EXTRACTED TEXT =>
Avner-Hai Shaki (, 5 February 1926 - 28 May 2005) was an Israeli politician who served as a government minister in the late 1980s and early 1990s.

Biography
Born in Safed during the Mandate era, Shaki studied law, gaining a PhD from the Hebrew University of Jerusalem. He later worked as a lecturer in universities in Canada and the United States.

On 16 July 1970 he entered the Knesset on the National Religious Party's list as a replacement for the deceased Haim-Moshe Shapira, and in September that year Shaki was appointed Deputy Minister of Education and Culture. He left the cabinet on 17 July 1972, and on 22 May 1973 he left the party to sit as an Independent, remaining an MK until the next elections.

Shaki returned to the NRP and was elected to the Knesset in 1984. Re-elected in 1988, he was appointed Minister without Portfolio responsible for Jerusalem Affairs in December that year. In 1990 he was appointed Minister of Religious Affairs, serving until the Likud-led coalition lost power following the 1992 elections. Shaki was re-elected in 1992 and 1996, but lost his seat in the 1999 elections.

DATA EXCERPTS =>
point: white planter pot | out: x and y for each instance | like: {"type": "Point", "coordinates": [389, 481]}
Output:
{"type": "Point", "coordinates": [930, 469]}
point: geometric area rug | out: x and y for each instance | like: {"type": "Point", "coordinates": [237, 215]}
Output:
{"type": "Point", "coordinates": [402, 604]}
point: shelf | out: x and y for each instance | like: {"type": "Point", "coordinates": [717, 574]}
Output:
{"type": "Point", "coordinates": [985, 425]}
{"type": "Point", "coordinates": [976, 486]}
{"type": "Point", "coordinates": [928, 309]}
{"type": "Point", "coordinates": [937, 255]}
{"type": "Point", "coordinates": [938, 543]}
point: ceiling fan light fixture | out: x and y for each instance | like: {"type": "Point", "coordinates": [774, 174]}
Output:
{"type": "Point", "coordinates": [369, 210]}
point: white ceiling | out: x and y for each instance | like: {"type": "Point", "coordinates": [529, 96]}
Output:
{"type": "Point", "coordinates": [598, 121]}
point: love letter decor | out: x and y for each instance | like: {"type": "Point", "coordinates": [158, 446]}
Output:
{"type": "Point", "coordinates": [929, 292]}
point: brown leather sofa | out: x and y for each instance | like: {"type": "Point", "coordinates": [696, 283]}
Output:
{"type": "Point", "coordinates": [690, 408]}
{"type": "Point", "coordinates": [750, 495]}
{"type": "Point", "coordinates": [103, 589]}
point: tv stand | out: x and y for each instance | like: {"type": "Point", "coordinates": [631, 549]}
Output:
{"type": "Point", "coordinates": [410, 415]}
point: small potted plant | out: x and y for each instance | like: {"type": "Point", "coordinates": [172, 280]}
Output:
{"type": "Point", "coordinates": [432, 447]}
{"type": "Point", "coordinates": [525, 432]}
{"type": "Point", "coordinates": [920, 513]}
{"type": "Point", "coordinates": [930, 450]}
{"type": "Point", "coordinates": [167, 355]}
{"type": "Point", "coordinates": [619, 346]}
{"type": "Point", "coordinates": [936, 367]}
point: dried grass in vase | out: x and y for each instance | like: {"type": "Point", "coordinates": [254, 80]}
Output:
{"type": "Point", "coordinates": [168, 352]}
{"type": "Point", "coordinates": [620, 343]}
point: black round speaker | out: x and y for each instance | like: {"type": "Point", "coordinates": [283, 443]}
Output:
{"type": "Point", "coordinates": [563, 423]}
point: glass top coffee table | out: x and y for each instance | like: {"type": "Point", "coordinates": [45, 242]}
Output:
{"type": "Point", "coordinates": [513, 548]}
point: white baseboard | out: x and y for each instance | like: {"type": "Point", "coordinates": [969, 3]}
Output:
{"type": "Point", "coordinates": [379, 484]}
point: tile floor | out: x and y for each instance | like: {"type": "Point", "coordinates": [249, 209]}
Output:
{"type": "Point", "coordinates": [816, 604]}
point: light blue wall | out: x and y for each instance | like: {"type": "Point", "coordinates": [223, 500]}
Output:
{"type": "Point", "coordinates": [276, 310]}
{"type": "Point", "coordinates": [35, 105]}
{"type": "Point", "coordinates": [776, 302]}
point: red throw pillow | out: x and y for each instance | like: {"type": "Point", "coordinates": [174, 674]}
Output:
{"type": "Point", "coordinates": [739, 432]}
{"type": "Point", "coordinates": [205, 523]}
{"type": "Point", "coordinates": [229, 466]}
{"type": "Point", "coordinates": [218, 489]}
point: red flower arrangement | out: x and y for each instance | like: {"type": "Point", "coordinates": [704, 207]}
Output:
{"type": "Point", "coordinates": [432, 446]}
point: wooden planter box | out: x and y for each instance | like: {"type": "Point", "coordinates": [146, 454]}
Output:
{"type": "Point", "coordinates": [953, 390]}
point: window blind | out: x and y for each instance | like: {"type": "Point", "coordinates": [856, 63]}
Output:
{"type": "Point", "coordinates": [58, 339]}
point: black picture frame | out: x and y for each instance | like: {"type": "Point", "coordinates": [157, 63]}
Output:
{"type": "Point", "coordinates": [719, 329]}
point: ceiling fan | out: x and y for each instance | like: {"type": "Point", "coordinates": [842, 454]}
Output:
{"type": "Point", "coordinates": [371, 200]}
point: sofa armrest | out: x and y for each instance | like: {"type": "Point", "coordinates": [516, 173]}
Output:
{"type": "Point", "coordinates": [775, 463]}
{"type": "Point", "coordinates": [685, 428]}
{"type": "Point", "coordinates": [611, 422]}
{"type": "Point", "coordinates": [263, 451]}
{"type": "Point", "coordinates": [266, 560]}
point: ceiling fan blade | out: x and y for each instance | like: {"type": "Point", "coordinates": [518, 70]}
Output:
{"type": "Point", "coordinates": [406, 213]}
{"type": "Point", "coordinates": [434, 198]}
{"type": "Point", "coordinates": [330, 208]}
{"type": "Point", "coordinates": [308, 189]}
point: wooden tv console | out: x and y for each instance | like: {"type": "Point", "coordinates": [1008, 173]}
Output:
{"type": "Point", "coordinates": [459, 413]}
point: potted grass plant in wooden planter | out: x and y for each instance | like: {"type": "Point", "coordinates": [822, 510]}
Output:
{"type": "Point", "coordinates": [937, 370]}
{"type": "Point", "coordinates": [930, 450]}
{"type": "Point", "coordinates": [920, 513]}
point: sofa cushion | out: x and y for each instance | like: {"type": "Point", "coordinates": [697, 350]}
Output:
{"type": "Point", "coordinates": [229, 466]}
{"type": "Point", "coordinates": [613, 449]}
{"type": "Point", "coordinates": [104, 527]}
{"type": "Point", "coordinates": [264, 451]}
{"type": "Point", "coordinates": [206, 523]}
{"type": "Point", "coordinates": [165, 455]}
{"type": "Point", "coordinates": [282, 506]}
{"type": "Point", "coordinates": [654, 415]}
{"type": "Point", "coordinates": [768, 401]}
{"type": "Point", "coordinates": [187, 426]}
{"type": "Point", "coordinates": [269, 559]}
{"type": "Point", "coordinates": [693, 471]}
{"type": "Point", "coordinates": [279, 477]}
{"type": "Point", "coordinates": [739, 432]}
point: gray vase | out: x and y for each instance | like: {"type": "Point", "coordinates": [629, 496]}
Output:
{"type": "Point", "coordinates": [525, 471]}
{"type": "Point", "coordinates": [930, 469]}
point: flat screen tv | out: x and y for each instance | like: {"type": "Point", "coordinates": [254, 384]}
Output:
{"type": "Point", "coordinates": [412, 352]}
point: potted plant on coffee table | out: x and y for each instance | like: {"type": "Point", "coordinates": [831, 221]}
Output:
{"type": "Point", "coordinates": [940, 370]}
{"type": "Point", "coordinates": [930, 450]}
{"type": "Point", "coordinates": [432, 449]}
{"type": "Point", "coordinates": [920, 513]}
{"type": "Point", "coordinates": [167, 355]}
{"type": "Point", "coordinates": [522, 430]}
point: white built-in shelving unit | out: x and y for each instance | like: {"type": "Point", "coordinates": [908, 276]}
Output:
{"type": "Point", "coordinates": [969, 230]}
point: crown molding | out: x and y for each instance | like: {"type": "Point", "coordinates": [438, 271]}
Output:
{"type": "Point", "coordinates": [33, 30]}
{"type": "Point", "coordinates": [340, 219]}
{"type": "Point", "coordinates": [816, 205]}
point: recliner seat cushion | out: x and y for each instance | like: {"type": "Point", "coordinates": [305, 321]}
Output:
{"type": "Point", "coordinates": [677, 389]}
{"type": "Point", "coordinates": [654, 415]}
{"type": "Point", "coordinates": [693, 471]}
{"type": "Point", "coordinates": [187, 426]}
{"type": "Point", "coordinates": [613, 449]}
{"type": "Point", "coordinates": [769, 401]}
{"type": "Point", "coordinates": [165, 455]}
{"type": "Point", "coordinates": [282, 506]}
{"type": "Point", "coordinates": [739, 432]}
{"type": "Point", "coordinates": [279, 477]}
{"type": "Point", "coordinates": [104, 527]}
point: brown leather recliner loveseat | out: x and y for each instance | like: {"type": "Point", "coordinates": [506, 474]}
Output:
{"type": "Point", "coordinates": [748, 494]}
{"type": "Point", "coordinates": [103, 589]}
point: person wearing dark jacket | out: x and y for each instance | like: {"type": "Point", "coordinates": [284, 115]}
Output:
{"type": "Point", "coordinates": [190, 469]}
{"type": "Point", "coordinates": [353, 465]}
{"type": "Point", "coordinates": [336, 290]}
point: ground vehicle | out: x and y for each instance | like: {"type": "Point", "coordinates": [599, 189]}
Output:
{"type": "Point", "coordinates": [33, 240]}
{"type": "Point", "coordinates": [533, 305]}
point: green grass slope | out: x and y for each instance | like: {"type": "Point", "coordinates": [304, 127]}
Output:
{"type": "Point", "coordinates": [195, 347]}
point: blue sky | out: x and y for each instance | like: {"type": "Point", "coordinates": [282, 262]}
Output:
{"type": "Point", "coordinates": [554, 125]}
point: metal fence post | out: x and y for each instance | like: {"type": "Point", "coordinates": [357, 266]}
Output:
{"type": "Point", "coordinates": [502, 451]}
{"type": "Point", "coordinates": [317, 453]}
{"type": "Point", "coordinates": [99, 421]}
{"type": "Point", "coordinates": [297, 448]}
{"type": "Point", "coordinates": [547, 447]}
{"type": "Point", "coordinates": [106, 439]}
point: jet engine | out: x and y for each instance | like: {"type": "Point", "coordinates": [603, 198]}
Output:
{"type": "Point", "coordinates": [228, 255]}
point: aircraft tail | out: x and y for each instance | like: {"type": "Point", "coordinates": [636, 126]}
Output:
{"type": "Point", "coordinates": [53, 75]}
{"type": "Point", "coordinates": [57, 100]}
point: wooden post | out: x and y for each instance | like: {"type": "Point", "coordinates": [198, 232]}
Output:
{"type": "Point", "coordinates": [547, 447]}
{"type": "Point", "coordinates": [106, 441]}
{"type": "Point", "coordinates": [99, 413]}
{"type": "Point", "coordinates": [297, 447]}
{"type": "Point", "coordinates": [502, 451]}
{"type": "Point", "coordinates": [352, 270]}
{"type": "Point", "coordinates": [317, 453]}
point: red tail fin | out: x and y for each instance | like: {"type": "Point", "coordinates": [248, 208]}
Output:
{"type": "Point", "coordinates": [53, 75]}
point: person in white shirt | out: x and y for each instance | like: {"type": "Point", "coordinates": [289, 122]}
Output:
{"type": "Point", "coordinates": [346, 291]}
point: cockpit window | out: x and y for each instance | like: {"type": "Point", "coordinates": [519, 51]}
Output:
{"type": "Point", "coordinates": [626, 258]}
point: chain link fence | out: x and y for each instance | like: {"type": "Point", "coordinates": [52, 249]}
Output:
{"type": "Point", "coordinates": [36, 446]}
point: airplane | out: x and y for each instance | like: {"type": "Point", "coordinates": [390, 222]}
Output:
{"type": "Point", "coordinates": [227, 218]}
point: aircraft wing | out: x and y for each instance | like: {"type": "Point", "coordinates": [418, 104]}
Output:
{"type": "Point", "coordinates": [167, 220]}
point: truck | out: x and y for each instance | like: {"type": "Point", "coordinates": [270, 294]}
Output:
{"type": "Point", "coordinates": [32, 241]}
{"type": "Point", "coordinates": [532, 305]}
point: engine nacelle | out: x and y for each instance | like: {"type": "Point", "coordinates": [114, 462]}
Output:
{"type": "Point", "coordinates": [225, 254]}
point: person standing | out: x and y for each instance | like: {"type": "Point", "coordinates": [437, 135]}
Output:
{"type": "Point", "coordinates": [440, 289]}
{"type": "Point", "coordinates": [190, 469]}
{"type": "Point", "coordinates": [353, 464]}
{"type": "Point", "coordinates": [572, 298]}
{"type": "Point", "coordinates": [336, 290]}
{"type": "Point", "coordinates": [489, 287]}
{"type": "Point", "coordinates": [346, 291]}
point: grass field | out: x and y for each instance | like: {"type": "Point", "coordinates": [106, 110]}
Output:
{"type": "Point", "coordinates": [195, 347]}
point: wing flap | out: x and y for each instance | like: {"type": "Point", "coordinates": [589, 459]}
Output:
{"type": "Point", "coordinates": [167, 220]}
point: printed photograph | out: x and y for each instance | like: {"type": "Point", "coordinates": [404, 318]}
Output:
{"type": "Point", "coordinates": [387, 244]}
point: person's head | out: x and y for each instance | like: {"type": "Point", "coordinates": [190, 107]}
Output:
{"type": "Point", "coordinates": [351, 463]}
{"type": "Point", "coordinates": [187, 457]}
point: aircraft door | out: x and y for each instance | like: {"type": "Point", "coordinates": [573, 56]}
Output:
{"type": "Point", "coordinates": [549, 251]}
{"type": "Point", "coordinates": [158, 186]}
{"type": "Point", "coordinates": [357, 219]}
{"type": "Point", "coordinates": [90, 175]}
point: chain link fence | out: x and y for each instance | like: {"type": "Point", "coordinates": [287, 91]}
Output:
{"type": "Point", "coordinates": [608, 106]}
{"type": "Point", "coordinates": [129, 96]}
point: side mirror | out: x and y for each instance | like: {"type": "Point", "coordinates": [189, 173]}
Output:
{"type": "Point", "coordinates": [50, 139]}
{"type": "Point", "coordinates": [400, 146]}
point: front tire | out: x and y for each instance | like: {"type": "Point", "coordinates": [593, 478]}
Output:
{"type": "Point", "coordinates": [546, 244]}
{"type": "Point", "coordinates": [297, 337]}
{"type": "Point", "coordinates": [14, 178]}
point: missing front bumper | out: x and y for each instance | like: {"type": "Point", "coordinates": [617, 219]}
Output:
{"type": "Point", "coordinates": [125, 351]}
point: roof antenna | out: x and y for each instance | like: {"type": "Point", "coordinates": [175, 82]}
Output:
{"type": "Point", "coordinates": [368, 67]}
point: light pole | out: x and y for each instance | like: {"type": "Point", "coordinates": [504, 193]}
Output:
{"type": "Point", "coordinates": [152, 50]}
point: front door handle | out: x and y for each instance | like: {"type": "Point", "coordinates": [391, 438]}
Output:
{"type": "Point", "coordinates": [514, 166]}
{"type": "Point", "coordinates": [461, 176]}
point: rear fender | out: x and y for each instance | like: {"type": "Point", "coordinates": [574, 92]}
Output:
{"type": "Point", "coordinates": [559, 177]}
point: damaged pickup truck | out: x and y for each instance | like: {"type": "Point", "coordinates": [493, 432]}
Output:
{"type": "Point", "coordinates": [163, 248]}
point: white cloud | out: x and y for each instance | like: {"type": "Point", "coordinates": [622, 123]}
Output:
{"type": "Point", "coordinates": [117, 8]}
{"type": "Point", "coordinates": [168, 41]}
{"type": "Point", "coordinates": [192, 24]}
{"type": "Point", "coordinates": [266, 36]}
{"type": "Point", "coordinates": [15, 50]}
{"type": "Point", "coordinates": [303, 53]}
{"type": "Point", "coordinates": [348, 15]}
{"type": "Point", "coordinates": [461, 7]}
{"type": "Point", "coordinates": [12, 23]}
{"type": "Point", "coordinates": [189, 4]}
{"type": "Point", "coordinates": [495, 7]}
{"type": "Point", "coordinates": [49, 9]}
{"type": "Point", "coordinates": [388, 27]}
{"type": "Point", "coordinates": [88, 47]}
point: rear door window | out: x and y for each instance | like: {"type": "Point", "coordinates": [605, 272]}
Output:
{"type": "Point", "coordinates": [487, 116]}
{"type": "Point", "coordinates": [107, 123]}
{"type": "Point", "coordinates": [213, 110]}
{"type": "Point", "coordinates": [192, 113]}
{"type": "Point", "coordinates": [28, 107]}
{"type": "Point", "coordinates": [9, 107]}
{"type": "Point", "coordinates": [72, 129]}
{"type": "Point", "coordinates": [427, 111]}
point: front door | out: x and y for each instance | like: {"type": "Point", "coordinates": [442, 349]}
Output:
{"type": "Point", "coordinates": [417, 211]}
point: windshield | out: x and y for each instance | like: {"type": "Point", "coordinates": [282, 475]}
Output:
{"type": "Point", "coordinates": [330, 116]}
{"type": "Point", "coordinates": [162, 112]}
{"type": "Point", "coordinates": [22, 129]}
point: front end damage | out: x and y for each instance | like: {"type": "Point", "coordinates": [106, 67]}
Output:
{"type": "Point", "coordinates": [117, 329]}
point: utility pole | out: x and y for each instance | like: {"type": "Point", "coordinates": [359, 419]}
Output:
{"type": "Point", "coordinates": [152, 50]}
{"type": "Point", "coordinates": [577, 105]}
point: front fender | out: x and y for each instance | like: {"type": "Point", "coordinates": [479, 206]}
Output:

PROBLEMS =>
- A) According to the Shaki biography, which university awarded him his PhD?
- B) Reproduce the portion of the Shaki biography from "On 16 July 1970" down to "the 1999 elections." verbatim.

WRITTEN ANSWERS =>
- A) The Hebrew University of Jerusalem.

- B)
On 16 July 1970 he entered the Knesset on the National Religious Party's list as a replacement for the deceased Haim-Moshe Shapira, and in September that year Shaki was appointed Deputy Minister of Education and Culture. He left the cabinet on 17 July 1972, and on 22 May 1973 he left the party to sit as an Independent, remaining an MK until the next elections.

Shaki returned to the NRP and was elected to the Knesset in 1984. Re-elected in 1988, he was appointed Minister without Portfolio responsible for Jerusalem Affairs in December that year. In 1990 he was appointed Minister of Religious Affairs, serving until the Likud-led coalition lost power following the 1992 elections. Shaki was re-elected in 1992 and 1996, but lost his seat in the 1999 elections.